- **Aufgaben**:
1. Stimmen die folgenden Aussagen mit dem Text über Bilder in Access überein? Antworte jeweils mit Ja oder Nein und zitiere die entscheidenden Wörter des Textes wörtlich.
(a) Die Cover wurden auf 250*125 Pixel verkleinert.
(b) Slizzzer rät, die zugelassene OLE-Objektart auf „Eingebettet“ zu stellen.
(c) Bei Daniel zu Hause lassen sich jpg-Dateien in der Liste auswählen.
2. Wie könnte der Text über Bilder in Access weitergehen? Führe ihn im Anschluss an seinen letzten Satz fort.

Die Cover sind mit Photoimpact auf 250*125 Pixel verkleinert worden so das sie schön ObenRechts wie ein Passfoto in den Bericht passen.

Ich habe einen Screenshot angefügt ObenRechts wo der schwarze Rahmen ist soll das jeweilige Bild hin.


Herzlichen Dank an alle die mir helfen

Gruß Daniel


----------



## Slizzzer (13. September 2004)

Moin Daniel!

- Erstelle in Deiner Tabelle eine Spalte vom Typ OLE-Objekt (nenne es z.B. Bild).
- Öffne Dein Formular in der Entwurfsansicht und füge das OLE-Feld "Bild" ein.
- Stelle in den Eigenschaften folgende Punkte ein:
  - Daten > Zugelassene OLE-Objektart > Verknüpft (sonst speichert Access die Bilder in der DB)
  - Format > Dehnen, oder Zoomen
  - Daten > Anzeigeart > Inhalt

Wenn Du nun Dein Formular zur Dateneingabe normal öffnest, dann kannst Du ein Bild zu einem Datensatz hinzufügen, indem Du mit der Maus auf das OLE-Feld gehst und mit der rechten Maustaste "Objekt einfügen" aus dem Kontextmenü wählst.

feddisch!

In Deinem Bericht miuß dann natürlich auch das OLE-Feld rein.


----------



## DanielRamacher (13. September 2004)

Jo hat geklappt herzlichen dank.


----------



## DanielRamacher (13. September 2004)

hmmm hab direkt Problem Nr.2 entdeckt mit jpgs klappt das nicht.
bmps kann ich auch in der liste auswählen jpg nicht und wenn ich dann auf OLE aus Datei klicke stellt der das als Symbol da egal ob ich als Symbol oder Inhalt usw. auswähle und heute Morgen habe ich in der Schule das gleiche Probiert da klappte das mit jpg. Das hier dann in der Liste irgendwas mit microsoft *********3 oder so nur bei mir zu Hause hab ich nichts der gleichen drin stehen.

- **Datenzeilen**:
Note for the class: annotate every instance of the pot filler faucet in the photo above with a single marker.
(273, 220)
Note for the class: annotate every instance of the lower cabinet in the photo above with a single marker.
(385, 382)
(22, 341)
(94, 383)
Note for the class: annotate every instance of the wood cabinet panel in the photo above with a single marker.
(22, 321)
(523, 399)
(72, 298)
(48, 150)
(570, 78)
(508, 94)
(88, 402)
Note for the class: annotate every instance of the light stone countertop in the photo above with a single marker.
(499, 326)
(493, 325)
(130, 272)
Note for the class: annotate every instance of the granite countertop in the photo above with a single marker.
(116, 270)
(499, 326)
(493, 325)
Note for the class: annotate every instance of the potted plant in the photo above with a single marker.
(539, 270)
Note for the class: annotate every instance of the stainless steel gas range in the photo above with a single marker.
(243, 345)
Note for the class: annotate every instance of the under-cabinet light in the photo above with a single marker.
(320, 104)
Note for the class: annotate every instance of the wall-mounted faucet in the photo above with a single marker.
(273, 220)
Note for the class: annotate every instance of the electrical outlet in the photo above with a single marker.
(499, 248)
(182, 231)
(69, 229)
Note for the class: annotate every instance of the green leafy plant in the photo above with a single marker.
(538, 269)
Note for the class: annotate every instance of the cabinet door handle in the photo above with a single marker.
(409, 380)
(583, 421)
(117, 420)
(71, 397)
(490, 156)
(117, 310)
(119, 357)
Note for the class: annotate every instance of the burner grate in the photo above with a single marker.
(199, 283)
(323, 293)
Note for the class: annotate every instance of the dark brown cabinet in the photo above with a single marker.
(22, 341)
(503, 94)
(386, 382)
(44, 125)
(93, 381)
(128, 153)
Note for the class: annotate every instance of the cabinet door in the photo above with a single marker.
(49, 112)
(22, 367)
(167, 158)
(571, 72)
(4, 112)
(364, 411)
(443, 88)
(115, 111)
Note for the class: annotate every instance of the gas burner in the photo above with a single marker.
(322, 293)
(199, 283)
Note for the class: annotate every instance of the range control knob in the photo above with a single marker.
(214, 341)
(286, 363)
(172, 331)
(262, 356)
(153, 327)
==
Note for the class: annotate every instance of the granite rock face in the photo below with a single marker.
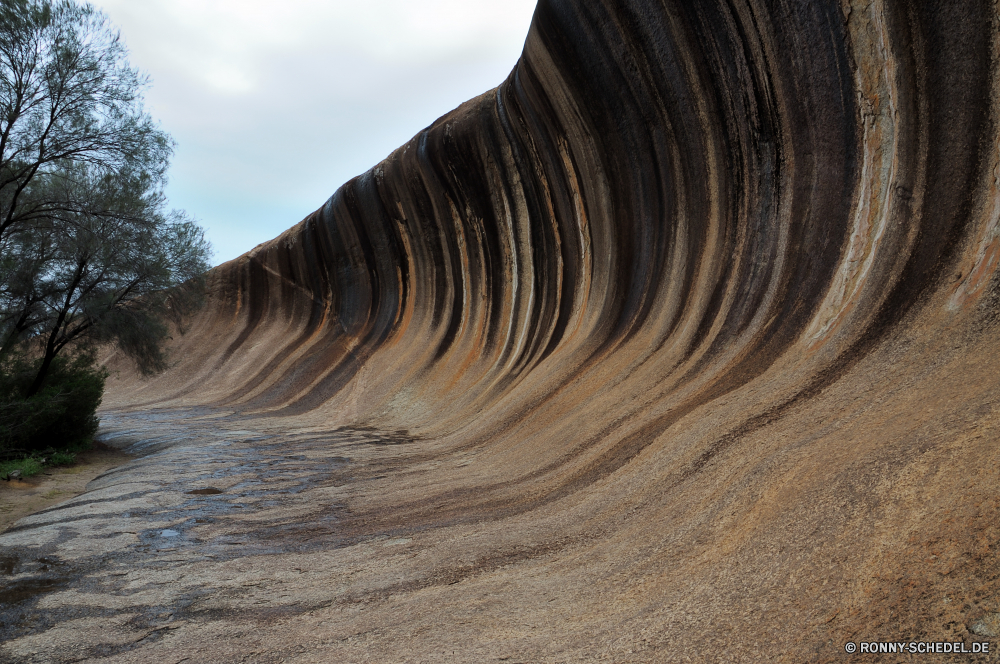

- **Lösungen**:
1.
(a) Ja: „auf 250*125 Pixel verkleinert worden“
(b) Nein: „Zugelassene OLE-Objektart > Verknüpft“
(c) Nein: „bmps kann ich auch in der liste auswählen jpg nicht“

2.
Hab an Grafikprogrammen Ulead Photoimpact XL und Adobe Photoshop7 auf Windows XP
gibts irgedwo nen Addon für Jpgs für Access oder sowas?


----------



## DanielRamacher (13. September 2004)

Attacke zurück habs gefunden.
Um jpgs als OLE Objekt anzeigen lassen zu können muss Photo Editor von Mircosoft installiert sein.
Das ist auch beim Office Paket dabei unter Office Tools. Wenn der nicht installiert ist werden jpgs und viele sonstige Bildformate nur als Symbol dargestellt.


----------



## Amethyst (9. Oktober 2004)

Hallo allerseits,
dazu eine Frage von mir. Kann ich die Bilder, statt sie direkt einzufügen auch mit einem Link verknüpfen? Wenn ja wie?

Gruß Amethyst

Nachtrag: Sorry, ich hab es überlesen. Es gilt mal wieder: ... wer lesen kann, erspart sich ne Zusatzfrage ;-))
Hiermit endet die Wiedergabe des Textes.